§ What the exercise asks: Restate the last part of the records below word for word, beginning at the line with "Dataset enrichment: we are adding the dark" and ending at the final line.

§ Material provided:
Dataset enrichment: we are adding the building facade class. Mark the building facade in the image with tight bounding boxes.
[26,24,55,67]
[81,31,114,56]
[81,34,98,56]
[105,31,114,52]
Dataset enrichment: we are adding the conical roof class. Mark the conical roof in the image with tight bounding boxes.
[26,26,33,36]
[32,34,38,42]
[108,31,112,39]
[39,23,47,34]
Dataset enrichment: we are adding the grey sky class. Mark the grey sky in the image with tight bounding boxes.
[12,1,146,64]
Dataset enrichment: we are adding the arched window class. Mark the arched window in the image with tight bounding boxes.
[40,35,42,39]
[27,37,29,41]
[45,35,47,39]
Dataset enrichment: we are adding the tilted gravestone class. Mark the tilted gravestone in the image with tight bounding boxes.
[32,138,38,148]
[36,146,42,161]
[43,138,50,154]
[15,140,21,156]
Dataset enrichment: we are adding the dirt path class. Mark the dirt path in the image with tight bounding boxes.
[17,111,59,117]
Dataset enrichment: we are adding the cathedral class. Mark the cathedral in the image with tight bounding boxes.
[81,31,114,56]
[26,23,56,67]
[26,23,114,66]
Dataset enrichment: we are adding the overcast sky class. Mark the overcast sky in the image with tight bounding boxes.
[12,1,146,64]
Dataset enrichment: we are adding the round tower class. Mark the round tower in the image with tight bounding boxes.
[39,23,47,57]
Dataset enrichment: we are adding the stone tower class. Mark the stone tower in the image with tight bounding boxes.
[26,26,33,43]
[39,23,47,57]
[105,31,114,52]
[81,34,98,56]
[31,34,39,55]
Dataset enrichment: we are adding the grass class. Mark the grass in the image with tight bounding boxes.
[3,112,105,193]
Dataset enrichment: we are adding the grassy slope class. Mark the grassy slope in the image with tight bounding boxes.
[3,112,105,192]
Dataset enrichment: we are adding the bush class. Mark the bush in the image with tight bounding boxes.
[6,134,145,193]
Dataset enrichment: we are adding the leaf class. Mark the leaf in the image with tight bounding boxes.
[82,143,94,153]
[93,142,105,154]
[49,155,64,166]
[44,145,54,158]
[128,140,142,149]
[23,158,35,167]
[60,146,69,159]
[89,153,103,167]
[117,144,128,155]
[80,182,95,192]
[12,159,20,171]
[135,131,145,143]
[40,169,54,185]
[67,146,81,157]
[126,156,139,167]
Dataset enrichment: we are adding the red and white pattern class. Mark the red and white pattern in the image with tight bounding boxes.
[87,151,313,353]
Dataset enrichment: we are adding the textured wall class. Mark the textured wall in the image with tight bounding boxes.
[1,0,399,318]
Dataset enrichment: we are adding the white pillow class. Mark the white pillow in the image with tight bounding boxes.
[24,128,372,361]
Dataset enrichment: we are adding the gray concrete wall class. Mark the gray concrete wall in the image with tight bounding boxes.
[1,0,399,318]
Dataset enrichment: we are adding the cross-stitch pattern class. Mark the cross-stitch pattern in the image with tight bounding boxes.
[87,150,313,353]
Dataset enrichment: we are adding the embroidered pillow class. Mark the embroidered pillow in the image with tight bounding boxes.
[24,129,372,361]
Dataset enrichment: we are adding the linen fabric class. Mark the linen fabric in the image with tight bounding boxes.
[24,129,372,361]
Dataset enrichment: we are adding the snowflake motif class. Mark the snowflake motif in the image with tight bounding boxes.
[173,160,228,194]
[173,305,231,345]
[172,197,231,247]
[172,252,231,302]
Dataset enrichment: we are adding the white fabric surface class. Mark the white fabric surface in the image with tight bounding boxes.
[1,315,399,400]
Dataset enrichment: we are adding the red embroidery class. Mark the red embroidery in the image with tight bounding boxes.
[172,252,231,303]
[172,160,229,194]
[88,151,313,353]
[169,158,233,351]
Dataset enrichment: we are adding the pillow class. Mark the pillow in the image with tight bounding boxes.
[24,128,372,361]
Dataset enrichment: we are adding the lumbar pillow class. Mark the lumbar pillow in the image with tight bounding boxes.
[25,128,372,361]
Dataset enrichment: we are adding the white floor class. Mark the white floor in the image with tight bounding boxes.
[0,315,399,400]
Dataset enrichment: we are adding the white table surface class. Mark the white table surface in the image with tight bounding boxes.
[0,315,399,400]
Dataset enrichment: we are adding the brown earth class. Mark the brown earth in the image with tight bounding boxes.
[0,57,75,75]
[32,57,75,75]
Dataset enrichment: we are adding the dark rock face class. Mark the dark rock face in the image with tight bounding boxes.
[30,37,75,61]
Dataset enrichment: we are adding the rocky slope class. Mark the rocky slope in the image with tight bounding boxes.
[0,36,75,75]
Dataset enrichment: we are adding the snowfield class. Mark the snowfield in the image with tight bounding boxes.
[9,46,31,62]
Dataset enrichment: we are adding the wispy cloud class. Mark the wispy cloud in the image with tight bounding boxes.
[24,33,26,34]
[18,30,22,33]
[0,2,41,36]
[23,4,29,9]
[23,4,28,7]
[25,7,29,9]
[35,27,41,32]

§ Written answer:
Dataset enrichment: we are adding the dark rock face class. Mark the dark rock face in the image with tight bounding boxes.
[30,37,75,61]
Dataset enrichment: we are adding the rocky slope class. Mark the rocky slope in the image with tight bounding boxes.
[0,36,75,75]
Dataset enrichment: we are adding the snowfield class. Mark the snowfield in the image with tight bounding boxes.
[9,46,31,62]
Dataset enrichment: we are adding the wispy cloud class. Mark the wispy cloud in the image with tight bounding boxes.
[24,33,26,34]
[18,30,22,33]
[0,2,41,36]
[23,4,29,9]
[23,4,28,7]
[25,7,29,9]
[35,27,41,32]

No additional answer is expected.